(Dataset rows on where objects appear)

# # # #

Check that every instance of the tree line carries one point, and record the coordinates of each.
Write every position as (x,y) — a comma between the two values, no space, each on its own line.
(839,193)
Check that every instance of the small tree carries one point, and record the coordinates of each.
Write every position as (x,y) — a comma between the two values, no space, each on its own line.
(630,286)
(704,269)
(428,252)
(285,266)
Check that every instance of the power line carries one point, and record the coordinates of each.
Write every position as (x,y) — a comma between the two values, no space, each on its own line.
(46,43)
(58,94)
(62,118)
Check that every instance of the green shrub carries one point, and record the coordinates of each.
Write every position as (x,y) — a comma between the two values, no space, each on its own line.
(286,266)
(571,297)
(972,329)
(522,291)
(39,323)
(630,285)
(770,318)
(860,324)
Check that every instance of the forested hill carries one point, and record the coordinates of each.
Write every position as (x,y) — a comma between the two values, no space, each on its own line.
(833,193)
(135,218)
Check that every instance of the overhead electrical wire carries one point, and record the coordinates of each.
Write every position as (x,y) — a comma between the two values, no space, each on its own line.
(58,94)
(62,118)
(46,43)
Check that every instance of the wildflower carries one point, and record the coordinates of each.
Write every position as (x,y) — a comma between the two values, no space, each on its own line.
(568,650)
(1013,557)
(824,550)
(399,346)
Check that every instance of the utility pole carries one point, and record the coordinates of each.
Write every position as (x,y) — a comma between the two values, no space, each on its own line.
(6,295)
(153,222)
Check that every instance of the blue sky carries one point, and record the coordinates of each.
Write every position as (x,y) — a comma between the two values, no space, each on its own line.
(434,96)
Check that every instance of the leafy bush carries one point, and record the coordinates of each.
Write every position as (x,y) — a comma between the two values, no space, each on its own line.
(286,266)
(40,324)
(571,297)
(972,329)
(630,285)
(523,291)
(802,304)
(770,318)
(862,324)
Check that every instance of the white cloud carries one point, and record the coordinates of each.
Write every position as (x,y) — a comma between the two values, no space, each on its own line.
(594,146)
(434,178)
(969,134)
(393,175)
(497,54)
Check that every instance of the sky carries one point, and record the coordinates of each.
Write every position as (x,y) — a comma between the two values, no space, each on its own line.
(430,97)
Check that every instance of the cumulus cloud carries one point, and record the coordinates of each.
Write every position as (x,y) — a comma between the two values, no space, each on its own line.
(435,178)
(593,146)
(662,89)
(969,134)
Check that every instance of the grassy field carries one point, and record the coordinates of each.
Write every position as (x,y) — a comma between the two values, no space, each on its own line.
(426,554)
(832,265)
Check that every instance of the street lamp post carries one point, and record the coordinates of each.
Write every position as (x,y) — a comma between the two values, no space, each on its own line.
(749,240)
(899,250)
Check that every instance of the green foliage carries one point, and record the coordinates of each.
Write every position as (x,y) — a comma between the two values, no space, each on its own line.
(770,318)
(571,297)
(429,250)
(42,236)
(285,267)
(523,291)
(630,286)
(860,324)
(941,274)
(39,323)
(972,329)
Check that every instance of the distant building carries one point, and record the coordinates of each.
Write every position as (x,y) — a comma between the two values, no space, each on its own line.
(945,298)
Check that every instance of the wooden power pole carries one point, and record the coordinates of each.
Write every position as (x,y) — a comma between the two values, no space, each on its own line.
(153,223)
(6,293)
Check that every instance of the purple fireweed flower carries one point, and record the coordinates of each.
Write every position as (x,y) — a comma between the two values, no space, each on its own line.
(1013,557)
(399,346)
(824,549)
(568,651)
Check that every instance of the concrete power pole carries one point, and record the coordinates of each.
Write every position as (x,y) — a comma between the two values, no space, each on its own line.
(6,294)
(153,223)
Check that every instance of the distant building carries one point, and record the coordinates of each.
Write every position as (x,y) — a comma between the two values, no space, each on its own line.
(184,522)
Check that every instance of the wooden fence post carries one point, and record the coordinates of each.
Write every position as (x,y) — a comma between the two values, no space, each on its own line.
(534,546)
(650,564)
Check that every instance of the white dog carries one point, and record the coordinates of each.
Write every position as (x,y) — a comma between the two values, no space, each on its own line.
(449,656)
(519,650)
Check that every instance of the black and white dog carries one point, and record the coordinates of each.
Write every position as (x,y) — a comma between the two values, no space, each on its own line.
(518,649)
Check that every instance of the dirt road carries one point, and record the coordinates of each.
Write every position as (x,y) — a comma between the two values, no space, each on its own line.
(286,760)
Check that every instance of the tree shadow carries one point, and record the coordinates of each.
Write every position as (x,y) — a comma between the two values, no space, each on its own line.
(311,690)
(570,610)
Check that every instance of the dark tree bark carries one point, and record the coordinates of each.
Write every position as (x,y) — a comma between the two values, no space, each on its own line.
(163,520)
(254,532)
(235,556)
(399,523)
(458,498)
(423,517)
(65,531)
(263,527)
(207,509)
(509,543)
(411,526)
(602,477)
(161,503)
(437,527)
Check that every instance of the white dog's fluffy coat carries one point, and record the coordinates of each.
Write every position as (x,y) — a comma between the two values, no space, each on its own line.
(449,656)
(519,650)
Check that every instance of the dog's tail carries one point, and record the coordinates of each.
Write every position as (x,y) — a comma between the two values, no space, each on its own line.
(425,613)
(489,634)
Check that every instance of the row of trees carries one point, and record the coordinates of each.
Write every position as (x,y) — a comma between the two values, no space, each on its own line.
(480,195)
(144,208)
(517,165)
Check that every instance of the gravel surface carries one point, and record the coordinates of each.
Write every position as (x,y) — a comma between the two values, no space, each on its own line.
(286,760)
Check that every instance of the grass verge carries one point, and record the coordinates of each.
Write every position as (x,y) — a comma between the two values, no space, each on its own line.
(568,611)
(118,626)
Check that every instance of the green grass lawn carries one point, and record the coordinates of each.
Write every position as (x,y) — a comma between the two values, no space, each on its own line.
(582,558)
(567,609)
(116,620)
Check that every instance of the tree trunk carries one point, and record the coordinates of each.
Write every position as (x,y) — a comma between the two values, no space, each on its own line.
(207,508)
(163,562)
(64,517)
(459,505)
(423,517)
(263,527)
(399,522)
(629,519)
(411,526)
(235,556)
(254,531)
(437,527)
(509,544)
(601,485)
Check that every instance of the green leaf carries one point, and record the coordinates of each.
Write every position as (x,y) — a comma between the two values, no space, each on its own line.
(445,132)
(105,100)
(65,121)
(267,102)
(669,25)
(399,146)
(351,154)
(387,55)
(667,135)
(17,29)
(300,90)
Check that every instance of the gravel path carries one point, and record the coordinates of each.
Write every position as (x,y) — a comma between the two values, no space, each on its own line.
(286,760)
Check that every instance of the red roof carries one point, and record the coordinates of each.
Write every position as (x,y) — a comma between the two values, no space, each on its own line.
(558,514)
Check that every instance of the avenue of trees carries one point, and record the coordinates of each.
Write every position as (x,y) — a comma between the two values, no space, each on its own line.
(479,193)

# # # #

The task: Return all of the above records exactly, leaving no line out.

Worked solution:
Check that every instance of the tree line carries one point, and record the coordinates of each.
Write every position as (x,y) — a comma between the two values, no space, each on its own line.
(839,193)
Check that every instance of the small tree carries one point, and record the coordinates of each.
Write every position as (x,y) — a comma between the two values, no space, each on its own line.
(630,286)
(704,269)
(428,252)
(285,266)
Check that every instance of the power line carries one point, and record the coordinates of each.
Write every position as (x,y) — a comma between the two values, no space, each on its own line.
(46,43)
(58,94)
(62,118)
Check that every instance of the green shrub carries one point, and record the coordinates of each.
Write every position as (x,y) — a comma between the two values, no space, each on its own line.
(286,266)
(571,297)
(972,329)
(522,291)
(39,323)
(630,285)
(770,318)
(860,324)
Check that every instance of the forested hill carries one point, and record the coordinates of each.
Write every position as (x,y) — a comma between the two values, no space, each on its own line.
(833,193)
(135,218)
Check that every instance of the overhead electrical wire carries one point, and record the coordinates of each.
Write every position as (x,y) — a comma between the two values, no space, each on its own line.
(58,94)
(62,118)
(46,43)
Check that every instance of the wildflower carries one point, and record the coordinates of each.
Write every position as (x,y) — a comma between the two values, no space, each on its own line.
(568,650)
(1013,557)
(824,550)
(399,346)
Check that every instance of the utility pole carries one point, and record the coordinates of each.
Write every position as (x,y) — a comma between the two values, no space, each on its own line.
(6,295)
(153,222)
Check that every instance of the blue sky carries one point, and record the coordinates of each.
Write every position as (x,y) — a comma between the two values, no space, each on its own line.
(434,96)
Check that every instance of the leafy bush carries one point, and record the coordinates of each.
Write every position as (x,y) — a comma between the two values, no space, each on its own line.
(286,266)
(40,324)
(571,297)
(972,329)
(630,285)
(523,291)
(802,304)
(770,318)
(862,324)
Check that every instance of the white cloud carries one point, and record the coordinates of each.
Write every position as (x,y) — a comma between the two values, no space, each on its own line.
(594,146)
(434,178)
(969,134)
(393,175)
(497,54)
Check that every instance of the sky carries one point, and record the coordinates of each.
Write every position as (x,y) — a comma between the two values, no space, each on its own line.
(430,97)
Check that every instance of the cumulus cloud carries one point, and record the coordinates of each.
Write every position as (x,y) — a comma between the two values, no space, each on its own line.
(435,178)
(593,146)
(662,89)
(969,134)
Check that every instance of the grassy field carries one point, and record the coordinates of each.
Write every position as (x,y) — a comma between the two values, no space, each on its own line.
(426,554)
(832,265)
Check that every instance of the street lamp post carries one point, and record the coordinates of each.
Write every position as (x,y) — a comma between the two values, no space, each on its own line.
(749,240)
(899,250)
Check that every instance of the green foliage carries one point, and record the coordinates of each.
Write every position as (x,y) — a comma between the two values, no space, each on its own line.
(770,318)
(571,297)
(429,250)
(42,236)
(285,267)
(523,291)
(630,286)
(860,324)
(941,274)
(39,323)
(972,329)
Check that every instance of the distant building carries one point, and record the coordinates of each.
Write every position as (x,y) — a comma between the two values, no space, each on its own line.
(945,298)
Check that every instance of the wooden power pole carries one point, and record the coordinates of each.
Write every position as (x,y) — a comma between the two values, no space, each on its own line.
(153,223)
(6,293)
Check that every instance of the purple fireweed flower carries one point, and record the coordinates of each.
Write every position as (x,y) — a comma between the two values, no space, each on its own line.
(1013,557)
(399,346)
(824,549)
(568,651)
Check that every instance of the concrete power pole carries one point, and record the coordinates of each.
Write every position as (x,y) — a comma between the two values, no space, each on its own line.
(6,294)
(153,223)
Check that every instance of the distant building carries one point, and record the coordinates of each.
Write every position as (x,y) — a comma between the two values, no space, each on its own line.
(184,522)
Check that every instance of the wooden fence post carries one point, and record the coordinates of each.
Write every position as (x,y) — a comma between the two values, no space, each on its own line.
(534,546)
(650,564)
Check that every instance of the white dog carries one point, and record the coordinates of each.
Write every position as (x,y) — a comma between the two values, no space, each on its own line.
(449,656)
(519,650)
Check that every instance of the black and white dog carries one point, and record the coordinates of each.
Write every position as (x,y) — a comma between the two values, no space, each on its own line.
(518,649)
Check that every instance of the dirt road carries one point, and record the coordinates of each.
Write every position as (x,y) — a comma between the two values, no space, each on its own line.
(286,760)
Check that every instance of the tree shadow carries one point, and record the coordinates of each.
Write every position as (x,y) — a comma between the two values, no space, each on its own line.
(311,690)
(570,610)
Check that every instance of the dark tree bark carries one point, and record the coordinates of each.
Write every position as (x,y) — a comma between the two values, no space, each on its own line.
(163,520)
(254,532)
(235,556)
(399,523)
(458,498)
(423,517)
(65,531)
(263,527)
(207,509)
(509,543)
(411,526)
(602,477)
(161,503)
(437,527)
Check that every instance of the white dog's fluffy coat carries one point, and record the coordinates of each.
Write every position as (x,y) — a comma between the two values, no space, each on its own line.
(449,656)
(519,650)
Check that every instance of the dog's tail carries one point, and record the coordinates of each.
Write every position as (x,y) — a comma between the two values, no space, each on its own line.
(425,613)
(489,634)
Check that every instance of the row of trees carries one point, and record the coordinates of each.
Write every position as (x,y) — a comma between the two values, no space, each on its own line.
(480,195)
(144,208)
(517,165)
Check that every instance of the gravel surface carries one point, and record the coordinates of each.
Write every position as (x,y) — a comma between the two values, no space, each on its own line.
(286,760)
Check that every instance of the grass verge carries one point, and record the coordinates of each.
Write every position as (x,y) — a comma between the two values, no space, each on its own line.
(568,611)
(118,626)
Check that every instance of the green grass lawn carries one point, and record the coordinates of each.
Write every position as (x,y) — a comma between the two values, no space, each on its own line.
(582,558)
(567,609)
(116,620)
Check that every instance of the tree trunk carries one point, and record the coordinates of each.
Write every position as (x,y) — a comma between the two values, no space, each on its own line.
(207,508)
(163,562)
(64,517)
(459,505)
(423,517)
(263,527)
(399,522)
(629,519)
(411,526)
(235,556)
(254,531)
(437,527)
(509,544)
(601,485)
Check that every instance of the green leaf carries one point, and record the coordinates of each.
Write every position as (x,y) — a comma between the two values, no space, each on its own line.
(445,132)
(105,100)
(65,121)
(267,102)
(669,25)
(399,146)
(351,154)
(387,55)
(667,135)
(17,29)
(300,90)
Check that every instance of the gravel path carries one point, and record the coordinates of each.
Write every position as (x,y) — a comma between the two values, no space, each on its own line.
(286,760)
Check that every instance of the red roof carries one point, and record the coordinates of each.
Write every position as (x,y) — a comma between the two values, no space, each on its own line.
(558,514)
Check that every instance of the avenue of trees carries one point, and record the coordinates of each.
Write every position as (x,y) — a comma between the two values, no space, each on its own line.
(479,193)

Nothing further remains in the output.